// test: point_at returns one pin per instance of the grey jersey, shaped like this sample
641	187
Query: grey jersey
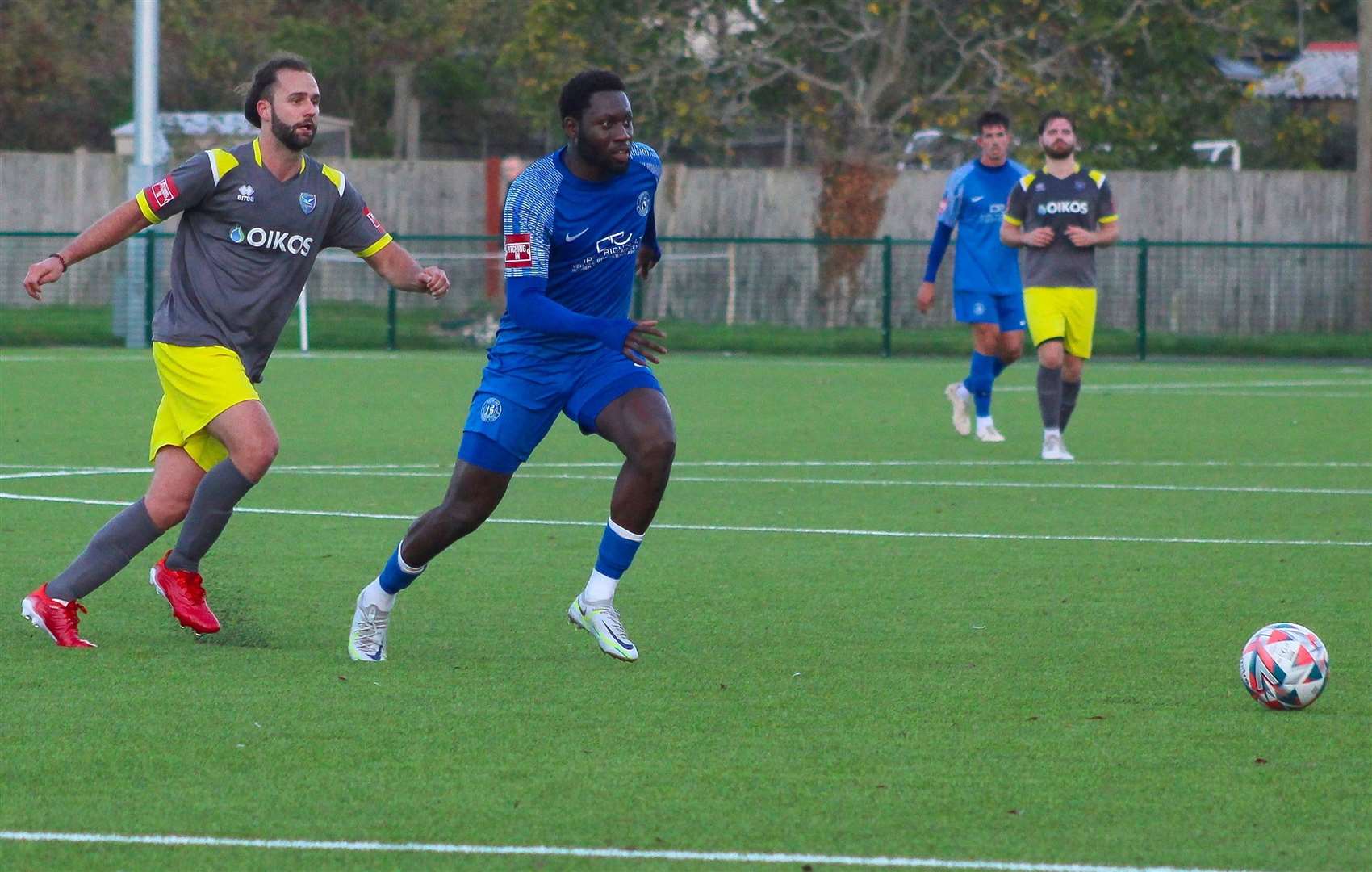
246	245
1081	199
● ● ● ● ●
Rewrite these rows with every "jersey" changed to "hoodie" and nothing else altered. Leave the pictures out.

* _SOLUTION TO THIS PROBLEM_
// test: point_at returns one pin per instance of the grey hoodie, shaped like this sample
641	187
Query: grey hoodie
246	245
1081	199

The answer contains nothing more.